**Problem to work on:** From the line containing "Teacher note: indicate the forearm" down to the last line of the records below, give every line again without any change.

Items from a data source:

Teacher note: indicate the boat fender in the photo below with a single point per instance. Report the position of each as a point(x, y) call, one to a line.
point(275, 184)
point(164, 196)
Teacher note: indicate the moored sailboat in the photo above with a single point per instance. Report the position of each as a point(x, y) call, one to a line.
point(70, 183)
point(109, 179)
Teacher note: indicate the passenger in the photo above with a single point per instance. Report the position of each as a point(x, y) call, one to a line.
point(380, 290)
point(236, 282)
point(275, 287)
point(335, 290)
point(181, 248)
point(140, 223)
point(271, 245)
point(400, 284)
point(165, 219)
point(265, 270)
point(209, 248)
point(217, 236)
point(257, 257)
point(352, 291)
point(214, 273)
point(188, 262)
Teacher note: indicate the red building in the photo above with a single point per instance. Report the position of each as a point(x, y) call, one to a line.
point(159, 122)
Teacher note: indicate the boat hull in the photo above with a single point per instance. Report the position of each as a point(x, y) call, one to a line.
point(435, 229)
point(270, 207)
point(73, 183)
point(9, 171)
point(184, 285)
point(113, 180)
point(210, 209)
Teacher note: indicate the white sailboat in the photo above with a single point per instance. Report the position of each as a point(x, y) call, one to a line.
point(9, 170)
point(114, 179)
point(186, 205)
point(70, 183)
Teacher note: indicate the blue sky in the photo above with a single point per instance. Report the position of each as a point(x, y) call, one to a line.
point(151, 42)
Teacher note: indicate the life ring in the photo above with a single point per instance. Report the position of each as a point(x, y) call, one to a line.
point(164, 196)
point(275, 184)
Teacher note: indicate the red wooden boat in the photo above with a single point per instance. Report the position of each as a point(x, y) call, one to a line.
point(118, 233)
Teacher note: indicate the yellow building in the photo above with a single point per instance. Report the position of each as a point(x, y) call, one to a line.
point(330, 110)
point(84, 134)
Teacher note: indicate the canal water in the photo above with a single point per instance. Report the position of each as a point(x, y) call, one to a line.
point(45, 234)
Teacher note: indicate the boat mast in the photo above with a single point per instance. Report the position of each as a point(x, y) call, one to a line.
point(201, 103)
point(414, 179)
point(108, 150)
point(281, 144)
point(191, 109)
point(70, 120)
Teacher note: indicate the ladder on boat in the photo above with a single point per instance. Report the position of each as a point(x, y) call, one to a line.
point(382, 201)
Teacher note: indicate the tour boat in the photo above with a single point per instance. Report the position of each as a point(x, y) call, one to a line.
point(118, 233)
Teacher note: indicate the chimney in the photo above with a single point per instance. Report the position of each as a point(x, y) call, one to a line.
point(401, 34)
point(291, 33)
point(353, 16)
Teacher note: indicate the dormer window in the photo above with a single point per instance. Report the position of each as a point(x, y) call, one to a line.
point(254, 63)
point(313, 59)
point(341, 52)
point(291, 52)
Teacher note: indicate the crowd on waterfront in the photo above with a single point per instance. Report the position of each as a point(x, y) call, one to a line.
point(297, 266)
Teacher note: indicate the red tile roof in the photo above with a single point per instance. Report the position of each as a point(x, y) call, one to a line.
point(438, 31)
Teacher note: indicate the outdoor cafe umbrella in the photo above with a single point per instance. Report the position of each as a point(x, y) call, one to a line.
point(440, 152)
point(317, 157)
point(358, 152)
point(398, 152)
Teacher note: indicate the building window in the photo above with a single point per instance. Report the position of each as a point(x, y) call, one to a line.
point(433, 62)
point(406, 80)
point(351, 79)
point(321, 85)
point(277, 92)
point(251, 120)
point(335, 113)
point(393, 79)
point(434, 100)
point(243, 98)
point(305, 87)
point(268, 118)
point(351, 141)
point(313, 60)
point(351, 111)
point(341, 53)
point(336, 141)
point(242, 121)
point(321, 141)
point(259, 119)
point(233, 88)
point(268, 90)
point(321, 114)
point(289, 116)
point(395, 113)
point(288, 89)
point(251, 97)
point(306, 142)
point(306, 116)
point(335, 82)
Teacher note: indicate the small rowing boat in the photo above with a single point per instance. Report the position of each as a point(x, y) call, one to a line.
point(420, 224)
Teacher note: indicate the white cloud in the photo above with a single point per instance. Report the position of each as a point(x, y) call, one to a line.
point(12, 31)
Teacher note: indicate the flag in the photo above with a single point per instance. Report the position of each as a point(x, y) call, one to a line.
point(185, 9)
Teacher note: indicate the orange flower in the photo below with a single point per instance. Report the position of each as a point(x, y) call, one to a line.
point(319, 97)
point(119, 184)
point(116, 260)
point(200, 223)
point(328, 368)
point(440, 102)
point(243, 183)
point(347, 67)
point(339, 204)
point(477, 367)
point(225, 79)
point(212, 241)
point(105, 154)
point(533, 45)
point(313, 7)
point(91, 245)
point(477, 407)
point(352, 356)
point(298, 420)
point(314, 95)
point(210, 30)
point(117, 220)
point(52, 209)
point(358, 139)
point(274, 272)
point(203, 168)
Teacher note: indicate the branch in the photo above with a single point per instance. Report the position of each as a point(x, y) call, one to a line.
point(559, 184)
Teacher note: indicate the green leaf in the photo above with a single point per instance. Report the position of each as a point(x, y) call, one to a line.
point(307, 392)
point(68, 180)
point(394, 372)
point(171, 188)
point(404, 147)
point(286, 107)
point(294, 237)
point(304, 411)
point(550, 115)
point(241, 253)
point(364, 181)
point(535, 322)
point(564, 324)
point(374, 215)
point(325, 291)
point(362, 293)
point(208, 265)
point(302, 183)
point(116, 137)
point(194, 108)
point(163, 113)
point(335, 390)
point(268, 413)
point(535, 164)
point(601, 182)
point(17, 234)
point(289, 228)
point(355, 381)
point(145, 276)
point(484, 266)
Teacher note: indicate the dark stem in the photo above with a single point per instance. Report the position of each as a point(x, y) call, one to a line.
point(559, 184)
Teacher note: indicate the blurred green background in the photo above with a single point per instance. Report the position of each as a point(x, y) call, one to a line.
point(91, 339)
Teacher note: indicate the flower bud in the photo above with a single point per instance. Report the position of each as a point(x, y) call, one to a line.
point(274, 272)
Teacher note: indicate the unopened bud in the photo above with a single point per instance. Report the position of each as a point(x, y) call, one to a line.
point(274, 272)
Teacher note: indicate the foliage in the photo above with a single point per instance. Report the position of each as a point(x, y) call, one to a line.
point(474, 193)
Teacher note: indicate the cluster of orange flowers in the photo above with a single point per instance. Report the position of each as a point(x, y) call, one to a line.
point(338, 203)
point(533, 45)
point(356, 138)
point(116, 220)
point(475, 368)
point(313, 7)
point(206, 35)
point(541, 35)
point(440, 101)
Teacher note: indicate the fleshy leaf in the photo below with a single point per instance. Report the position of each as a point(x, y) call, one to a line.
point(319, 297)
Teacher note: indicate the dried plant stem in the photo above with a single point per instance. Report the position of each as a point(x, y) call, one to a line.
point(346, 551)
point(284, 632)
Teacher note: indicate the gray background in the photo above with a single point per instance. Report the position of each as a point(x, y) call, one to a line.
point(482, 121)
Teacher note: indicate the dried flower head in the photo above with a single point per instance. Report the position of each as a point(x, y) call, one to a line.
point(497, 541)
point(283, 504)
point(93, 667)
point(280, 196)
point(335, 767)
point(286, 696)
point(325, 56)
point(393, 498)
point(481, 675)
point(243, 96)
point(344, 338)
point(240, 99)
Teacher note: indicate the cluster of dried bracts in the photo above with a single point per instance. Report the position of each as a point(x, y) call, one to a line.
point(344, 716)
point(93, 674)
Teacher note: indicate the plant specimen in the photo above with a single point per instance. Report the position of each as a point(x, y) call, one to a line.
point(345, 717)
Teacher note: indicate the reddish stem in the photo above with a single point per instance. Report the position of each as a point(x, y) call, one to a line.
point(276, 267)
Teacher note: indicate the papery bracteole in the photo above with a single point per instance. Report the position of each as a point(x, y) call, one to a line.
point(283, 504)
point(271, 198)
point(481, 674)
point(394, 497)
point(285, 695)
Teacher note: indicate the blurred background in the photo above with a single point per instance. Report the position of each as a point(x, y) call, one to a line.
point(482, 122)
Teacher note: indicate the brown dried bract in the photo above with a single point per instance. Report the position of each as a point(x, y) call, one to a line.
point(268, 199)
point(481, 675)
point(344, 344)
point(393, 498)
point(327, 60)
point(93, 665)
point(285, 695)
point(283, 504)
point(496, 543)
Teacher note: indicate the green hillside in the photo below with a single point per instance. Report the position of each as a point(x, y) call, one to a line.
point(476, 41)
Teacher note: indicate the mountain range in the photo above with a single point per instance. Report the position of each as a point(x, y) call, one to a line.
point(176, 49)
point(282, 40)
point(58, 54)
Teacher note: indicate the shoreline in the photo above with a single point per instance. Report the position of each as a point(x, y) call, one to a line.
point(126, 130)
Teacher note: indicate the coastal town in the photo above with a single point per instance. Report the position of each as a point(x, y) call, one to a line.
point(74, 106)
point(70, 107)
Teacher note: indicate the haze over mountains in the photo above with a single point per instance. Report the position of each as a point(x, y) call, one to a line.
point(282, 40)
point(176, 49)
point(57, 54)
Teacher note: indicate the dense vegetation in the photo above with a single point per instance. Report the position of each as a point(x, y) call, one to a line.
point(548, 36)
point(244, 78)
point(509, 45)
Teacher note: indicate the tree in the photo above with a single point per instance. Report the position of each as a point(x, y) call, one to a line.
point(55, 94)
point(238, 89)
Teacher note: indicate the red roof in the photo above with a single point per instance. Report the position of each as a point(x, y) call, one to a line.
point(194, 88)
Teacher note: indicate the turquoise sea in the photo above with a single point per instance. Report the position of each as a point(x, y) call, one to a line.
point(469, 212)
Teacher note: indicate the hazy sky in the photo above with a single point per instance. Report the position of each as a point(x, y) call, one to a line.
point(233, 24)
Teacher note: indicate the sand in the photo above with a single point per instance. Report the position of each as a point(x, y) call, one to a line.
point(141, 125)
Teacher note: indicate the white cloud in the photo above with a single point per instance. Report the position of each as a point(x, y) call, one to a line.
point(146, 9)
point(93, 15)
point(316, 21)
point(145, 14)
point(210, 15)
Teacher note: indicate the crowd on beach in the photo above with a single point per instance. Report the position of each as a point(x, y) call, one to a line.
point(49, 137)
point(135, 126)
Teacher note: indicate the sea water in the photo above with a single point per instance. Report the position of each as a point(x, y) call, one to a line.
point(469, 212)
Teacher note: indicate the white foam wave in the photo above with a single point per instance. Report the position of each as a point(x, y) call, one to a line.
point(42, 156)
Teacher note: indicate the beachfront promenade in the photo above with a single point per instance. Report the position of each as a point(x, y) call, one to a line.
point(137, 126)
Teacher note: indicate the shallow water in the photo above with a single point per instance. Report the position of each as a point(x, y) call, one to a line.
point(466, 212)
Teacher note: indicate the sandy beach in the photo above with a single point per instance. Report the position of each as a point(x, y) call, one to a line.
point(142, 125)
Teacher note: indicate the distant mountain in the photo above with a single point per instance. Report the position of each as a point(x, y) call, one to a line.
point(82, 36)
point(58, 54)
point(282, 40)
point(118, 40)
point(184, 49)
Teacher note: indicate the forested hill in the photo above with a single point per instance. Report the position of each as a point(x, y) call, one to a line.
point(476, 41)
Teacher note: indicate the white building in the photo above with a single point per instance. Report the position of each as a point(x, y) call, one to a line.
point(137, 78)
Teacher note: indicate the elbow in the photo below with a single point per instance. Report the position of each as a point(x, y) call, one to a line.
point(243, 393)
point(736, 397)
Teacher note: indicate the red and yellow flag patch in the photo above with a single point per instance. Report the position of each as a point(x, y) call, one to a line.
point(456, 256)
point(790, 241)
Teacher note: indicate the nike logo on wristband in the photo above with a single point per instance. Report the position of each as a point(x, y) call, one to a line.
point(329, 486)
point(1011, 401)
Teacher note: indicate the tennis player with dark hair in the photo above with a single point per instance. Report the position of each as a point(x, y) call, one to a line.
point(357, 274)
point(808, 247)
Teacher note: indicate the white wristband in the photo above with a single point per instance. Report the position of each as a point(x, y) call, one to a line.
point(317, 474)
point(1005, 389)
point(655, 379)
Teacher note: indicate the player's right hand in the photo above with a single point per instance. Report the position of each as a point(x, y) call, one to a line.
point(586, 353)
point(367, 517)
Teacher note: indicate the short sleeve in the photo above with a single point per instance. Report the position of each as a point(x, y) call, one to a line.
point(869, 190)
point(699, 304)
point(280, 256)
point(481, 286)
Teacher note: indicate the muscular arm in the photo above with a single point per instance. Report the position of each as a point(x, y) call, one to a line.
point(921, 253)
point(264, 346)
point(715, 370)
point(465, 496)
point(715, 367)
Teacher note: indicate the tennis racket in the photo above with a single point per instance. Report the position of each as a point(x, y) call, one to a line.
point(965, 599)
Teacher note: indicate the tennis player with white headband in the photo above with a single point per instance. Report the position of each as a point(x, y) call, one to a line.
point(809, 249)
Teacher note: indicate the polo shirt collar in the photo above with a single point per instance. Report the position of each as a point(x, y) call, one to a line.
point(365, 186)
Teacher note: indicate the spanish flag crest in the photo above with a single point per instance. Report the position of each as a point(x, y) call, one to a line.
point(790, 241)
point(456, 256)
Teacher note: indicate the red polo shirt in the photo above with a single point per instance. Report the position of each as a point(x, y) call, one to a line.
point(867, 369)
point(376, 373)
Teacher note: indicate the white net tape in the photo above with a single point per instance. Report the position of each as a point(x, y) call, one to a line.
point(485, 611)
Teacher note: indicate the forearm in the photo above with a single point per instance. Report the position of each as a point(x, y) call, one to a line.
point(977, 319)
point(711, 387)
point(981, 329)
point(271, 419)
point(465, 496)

**Final answer:**
Teacher note: indicate the forearm in the photo above with a single point per instance. Report the position of each as a point(x, y) call, one to a line.
point(977, 319)
point(711, 387)
point(981, 329)
point(271, 419)
point(465, 496)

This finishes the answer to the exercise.